------ Exercise material

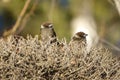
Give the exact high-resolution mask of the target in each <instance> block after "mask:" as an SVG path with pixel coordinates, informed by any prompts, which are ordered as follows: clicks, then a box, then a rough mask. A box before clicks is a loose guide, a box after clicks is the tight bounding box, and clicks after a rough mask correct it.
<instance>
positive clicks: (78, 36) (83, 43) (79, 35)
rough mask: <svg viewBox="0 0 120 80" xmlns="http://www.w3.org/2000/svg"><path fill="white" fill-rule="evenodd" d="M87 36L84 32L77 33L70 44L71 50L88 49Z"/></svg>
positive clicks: (72, 38)
mask: <svg viewBox="0 0 120 80" xmlns="http://www.w3.org/2000/svg"><path fill="white" fill-rule="evenodd" d="M86 36H87V34H85V33H84V32H77V33H76V34H75V35H74V36H73V37H72V40H71V41H70V43H69V46H70V47H71V48H80V49H82V48H85V47H87V42H86Z"/></svg>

------------

Problem to solve :: Rewrite all the lines of the records above as a numbered list, skipping any blank lines and leaving out the pictures.

Problem solution ::
1. Give the exact high-resolution mask of the target in each <instance> block after "mask:" as an SVG path with pixel coordinates, informed by any prompts, which are ordered as follows: clicks, then a box, then a rough mask. A box before clicks is a loose guide, a box after clicks is the tight bounding box, and clicks after a rough mask correct it.
2. <instance>
3. positive clicks: (78, 36) (83, 43) (79, 35)
4. rough mask: <svg viewBox="0 0 120 80" xmlns="http://www.w3.org/2000/svg"><path fill="white" fill-rule="evenodd" d="M87 36L84 32L77 33L70 44L71 50L88 49Z"/></svg>
5. positive clicks: (72, 38)
6. mask: <svg viewBox="0 0 120 80" xmlns="http://www.w3.org/2000/svg"><path fill="white" fill-rule="evenodd" d="M86 36H87V34H85V33H84V32H77V33H76V34H75V35H74V36H73V37H72V40H71V41H70V43H69V46H70V47H71V48H80V49H82V48H85V47H87V42H86Z"/></svg>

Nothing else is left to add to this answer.